▸ **Data items**:
## START

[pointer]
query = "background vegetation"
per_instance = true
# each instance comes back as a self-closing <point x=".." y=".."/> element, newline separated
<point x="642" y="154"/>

## END

▸ **Directions for this task**:
Reproduce every line of the entries above, requests included, and shift each x and y coordinate in the answers by -13.

▸ **Response**:
[pointer]
query = "background vegetation"
per_instance = true
# each instance comes back as a self-closing <point x=".." y=".."/> element, newline separated
<point x="629" y="141"/>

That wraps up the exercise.